-- begin Stored data --

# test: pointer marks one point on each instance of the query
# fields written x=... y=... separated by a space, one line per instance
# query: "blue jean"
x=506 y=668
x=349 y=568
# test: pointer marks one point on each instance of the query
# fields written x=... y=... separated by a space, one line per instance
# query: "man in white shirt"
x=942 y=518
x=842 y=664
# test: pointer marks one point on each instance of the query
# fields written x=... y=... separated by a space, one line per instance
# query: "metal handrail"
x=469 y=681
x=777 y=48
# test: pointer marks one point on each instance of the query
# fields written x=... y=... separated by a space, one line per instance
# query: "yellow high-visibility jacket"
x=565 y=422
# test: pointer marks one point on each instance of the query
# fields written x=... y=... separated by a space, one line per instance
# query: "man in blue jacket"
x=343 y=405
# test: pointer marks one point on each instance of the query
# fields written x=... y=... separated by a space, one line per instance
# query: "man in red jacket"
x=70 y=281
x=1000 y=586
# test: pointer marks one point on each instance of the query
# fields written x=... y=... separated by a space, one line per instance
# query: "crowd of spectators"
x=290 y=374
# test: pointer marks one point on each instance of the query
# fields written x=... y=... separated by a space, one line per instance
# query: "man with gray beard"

-- end Stored data --

▶ Task prompt
Can you set down all of the records above again, line for line, with nothing changed?

▶ Full solution
# test: pointer marks one point on each instance of the query
# fields written x=... y=... separated by a space, one line per instance
# query: "blue jean"
x=506 y=668
x=349 y=568
# test: pointer marks one point on each instance of the query
# fields written x=... y=... separated by a space, one line per instance
# query: "man in white shirt"
x=942 y=518
x=842 y=664
# test: pointer marks one point on each instance of the query
# fields written x=... y=... separated by a space, one line per instance
# query: "metal handrail"
x=469 y=681
x=777 y=48
# test: pointer marks one point on each instance of the query
# fields written x=... y=... separated by a space, one line per instance
# query: "yellow high-visibility jacket"
x=565 y=422
# test: pointer marks one point on each instance of the query
# fields written x=... y=... separated by a space, one line per instance
# query: "man in blue jacket"
x=343 y=405
# test: pointer marks one point on each instance of the query
# fields written x=... y=... separated by a space, one line per instance
# query: "man in red jacket"
x=70 y=281
x=1000 y=586
# test: pointer marks one point on each instance of the query
# fields written x=... y=... separated by a space, one line per instance
# query: "crowd of spectators"
x=290 y=374
# test: pointer marks one point on each instance of the query
# fields written x=... y=... separated by a space, one line per instance
# query: "man with gray beard"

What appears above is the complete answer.